[Referring expression data]
------------------------------------------------------------
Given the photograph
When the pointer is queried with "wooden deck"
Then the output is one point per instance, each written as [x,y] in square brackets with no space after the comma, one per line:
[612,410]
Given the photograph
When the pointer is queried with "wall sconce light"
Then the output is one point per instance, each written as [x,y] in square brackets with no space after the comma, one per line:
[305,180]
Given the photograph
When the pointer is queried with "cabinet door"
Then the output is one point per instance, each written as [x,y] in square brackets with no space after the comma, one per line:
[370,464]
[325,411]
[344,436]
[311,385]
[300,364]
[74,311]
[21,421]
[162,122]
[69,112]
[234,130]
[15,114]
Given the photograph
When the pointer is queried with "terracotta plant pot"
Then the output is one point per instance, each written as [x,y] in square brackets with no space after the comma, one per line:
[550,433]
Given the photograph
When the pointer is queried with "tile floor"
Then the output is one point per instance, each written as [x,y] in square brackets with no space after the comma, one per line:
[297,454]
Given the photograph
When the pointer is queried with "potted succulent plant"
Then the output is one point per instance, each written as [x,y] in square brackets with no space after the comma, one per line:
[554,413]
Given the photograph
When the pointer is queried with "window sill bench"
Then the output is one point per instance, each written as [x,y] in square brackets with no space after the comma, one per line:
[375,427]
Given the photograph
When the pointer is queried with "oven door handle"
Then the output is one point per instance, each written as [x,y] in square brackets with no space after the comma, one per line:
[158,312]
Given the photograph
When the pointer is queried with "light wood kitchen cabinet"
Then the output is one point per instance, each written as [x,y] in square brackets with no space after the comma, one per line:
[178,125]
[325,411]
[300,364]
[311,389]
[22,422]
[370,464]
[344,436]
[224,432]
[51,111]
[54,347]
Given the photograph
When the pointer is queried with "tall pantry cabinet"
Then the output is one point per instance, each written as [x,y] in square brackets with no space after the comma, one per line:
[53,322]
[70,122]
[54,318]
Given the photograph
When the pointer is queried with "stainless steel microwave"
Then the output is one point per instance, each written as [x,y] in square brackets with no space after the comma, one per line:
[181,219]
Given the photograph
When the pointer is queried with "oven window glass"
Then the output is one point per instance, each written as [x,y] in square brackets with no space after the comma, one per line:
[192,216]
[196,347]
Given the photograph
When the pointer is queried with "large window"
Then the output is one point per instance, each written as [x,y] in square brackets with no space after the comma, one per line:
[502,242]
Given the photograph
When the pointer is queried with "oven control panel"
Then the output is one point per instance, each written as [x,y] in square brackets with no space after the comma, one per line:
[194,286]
------------------------------------------------------------
*Exercise description*
Having gone through the data above, repeat it exactly.

*Exercise solution*
Given the photograph
When the pointer is queried with "wooden deck"
Then the output is one point per instance, each written as [x,y] in square brackets with no space after the comma, one per line:
[612,410]
Given the photograph
When the pointer is queried with "wall sconce light"
Then the output is one point per instance, each written as [x,y] in square brackets with no space after the comma, one per line:
[305,180]
Given the photograph
When the pointer is queried with "cabinet door"
Then the output is one point per instance, each written as [x,y] in square brackets with no space after the comma, one per line:
[370,464]
[325,411]
[344,436]
[311,385]
[300,364]
[74,311]
[21,421]
[162,122]
[69,112]
[234,130]
[15,114]
Given the photograph
When the pointer is queried with "terracotta plant pot"
Then the output is one point per instance, each written as [x,y] in square brackets with no space after the comma, one per line:
[550,433]
Given the photograph
When the pointer is queried with "tile floor"
Then the output is one point per instance, each written as [x,y] in square brackets with no space after the comma, one per line:
[297,454]
Given the photograph
When the pointer is queried with "potted succulent plant"
Then the output is one point per instance, each written as [x,y] in square brackets with no space after the comma, one per line:
[554,413]
Given the photograph
When the pointer is queried with "window sill bench"
Then the output is one point per instance, each written as [x,y] in square brackets with no space after the comma, one per line:
[375,427]
Given the photograph
When the pointer is queried with "oven door handle"
Then the output is one point per instance, each written as [x,y] in square brackets with no space after the comma, one per line:
[158,312]
Given the photograph
When the pointer is queried with "light wood kitchen cabinet"
Then the output is one point per instance, each written as [x,y] in square brackets with no space after the comma, one per line:
[178,125]
[325,411]
[300,364]
[311,389]
[22,422]
[370,464]
[344,436]
[224,432]
[51,111]
[54,347]
Given the photograph
When the pointer is queried with "tall pantry cabinet"
Then the output is one point per instance, each written as [x,y] in square brackets with no space after the comma, one per line:
[53,322]
[70,122]
[54,318]
Given the photograph
When the pointer is queried with "stainless steel microwave"
Then the output is one point per instance, each written as [x,y] in square brackets with no space after the comma, one per line:
[181,219]
Given the photograph
When the pointer is queried with "oven window glass"
Then the output is one point per instance, each written as [x,y] in square brackets with no space after the comma, one per line:
[192,216]
[196,347]
Given the photograph
When the pointer is queried with "large window"
Then the output is one point per instance, each written as [x,y] in square brackets with no space after the comma, one per line:
[502,242]
Given the photograph
When the pointer is queried with "oven control panel"
Then the output is one point per instance, each written as [x,y] in square brackets with no space after the comma, one per line:
[194,286]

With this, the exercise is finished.